RAW RECORDS >>
══════════

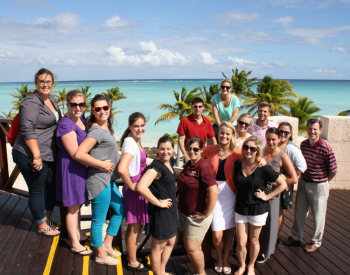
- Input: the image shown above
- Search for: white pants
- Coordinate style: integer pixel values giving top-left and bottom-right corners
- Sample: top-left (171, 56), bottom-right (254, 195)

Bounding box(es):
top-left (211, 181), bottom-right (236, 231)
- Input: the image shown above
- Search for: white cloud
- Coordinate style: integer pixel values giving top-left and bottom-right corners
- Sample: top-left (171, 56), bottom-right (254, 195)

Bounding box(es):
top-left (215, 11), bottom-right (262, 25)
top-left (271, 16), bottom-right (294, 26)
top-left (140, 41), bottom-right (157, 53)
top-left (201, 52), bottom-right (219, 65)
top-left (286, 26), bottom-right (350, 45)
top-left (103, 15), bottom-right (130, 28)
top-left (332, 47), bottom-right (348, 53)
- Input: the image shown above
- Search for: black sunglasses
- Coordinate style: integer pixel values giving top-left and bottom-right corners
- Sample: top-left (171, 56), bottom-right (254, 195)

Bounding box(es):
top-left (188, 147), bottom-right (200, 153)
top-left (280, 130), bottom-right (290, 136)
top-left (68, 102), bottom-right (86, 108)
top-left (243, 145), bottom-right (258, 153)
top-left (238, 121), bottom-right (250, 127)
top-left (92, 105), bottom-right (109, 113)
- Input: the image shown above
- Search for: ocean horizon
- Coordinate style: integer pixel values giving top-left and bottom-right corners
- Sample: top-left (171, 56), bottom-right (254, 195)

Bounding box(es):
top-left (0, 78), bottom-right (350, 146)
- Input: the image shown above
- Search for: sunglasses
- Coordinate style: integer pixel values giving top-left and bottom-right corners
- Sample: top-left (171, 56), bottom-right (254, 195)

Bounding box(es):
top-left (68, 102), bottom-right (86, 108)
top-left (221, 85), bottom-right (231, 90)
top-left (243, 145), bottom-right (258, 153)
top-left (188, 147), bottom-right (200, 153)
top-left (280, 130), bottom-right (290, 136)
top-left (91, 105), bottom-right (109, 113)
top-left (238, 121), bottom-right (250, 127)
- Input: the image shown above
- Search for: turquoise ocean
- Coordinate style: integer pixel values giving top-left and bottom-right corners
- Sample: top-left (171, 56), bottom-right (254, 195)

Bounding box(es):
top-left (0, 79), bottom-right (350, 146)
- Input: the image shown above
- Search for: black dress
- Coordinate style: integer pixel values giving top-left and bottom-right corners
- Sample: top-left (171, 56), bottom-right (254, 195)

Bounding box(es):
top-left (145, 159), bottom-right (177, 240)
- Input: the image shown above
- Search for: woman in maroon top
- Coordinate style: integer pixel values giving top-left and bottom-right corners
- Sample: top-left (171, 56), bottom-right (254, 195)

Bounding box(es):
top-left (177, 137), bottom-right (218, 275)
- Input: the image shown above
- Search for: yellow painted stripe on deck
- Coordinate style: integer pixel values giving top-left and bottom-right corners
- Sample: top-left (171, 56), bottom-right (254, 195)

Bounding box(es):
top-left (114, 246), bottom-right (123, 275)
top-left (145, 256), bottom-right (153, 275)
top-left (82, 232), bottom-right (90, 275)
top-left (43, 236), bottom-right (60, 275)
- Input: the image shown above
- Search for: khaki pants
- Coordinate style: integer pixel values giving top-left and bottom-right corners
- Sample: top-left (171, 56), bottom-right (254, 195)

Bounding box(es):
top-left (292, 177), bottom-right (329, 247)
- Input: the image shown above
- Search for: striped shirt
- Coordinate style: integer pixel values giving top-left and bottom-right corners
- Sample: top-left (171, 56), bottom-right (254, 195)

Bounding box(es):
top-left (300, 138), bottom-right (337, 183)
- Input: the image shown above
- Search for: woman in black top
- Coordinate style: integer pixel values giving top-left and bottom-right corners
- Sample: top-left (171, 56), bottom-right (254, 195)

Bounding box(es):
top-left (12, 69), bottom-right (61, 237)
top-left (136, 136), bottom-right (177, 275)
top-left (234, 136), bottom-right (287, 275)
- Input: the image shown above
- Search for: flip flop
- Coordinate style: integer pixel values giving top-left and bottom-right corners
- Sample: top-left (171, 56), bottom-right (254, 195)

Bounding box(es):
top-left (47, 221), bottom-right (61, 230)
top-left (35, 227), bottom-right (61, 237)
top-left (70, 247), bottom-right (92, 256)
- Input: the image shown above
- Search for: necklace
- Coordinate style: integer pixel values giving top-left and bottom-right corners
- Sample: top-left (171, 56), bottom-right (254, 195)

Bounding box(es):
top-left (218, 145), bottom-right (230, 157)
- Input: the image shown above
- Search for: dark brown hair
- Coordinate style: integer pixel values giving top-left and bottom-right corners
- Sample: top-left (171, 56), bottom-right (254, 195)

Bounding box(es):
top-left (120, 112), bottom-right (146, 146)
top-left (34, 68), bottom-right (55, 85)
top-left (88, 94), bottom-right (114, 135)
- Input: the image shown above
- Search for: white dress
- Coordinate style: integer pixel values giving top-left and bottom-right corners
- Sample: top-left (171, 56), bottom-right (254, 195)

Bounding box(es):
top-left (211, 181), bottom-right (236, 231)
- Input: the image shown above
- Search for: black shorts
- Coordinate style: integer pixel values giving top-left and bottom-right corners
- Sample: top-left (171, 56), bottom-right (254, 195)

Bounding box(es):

══════════

PROBLEM TO SOLVE >> Repeat the lines from the very first one through the line containing "top-left (332, 47), bottom-right (348, 53)", moving every bounding-box coordinate up by 88. Keep the numbers on the "Sample" lines as they are, and leave the picture out.

RESPONSE >>
- Input: the image shown above
- Search for: white pants
- Coordinate style: integer pixel values giving top-left and bottom-right corners
- Sample: top-left (171, 56), bottom-right (254, 195)

Bounding box(es):
top-left (299, 269), bottom-right (324, 319)
- Input: the image shown above
- Search for: white cloud
- Coordinate style: integer pixel values giving top-left and bottom-right corners
- Sample: top-left (171, 56), bottom-right (254, 195)

Bounding box(es):
top-left (303, 99), bottom-right (350, 113)
top-left (359, 104), bottom-right (382, 114)
top-left (228, 129), bottom-right (245, 141)
top-left (289, 140), bottom-right (307, 153)
top-left (374, 114), bottom-right (438, 133)
top-left (191, 103), bottom-right (218, 116)
top-left (420, 135), bottom-right (436, 141)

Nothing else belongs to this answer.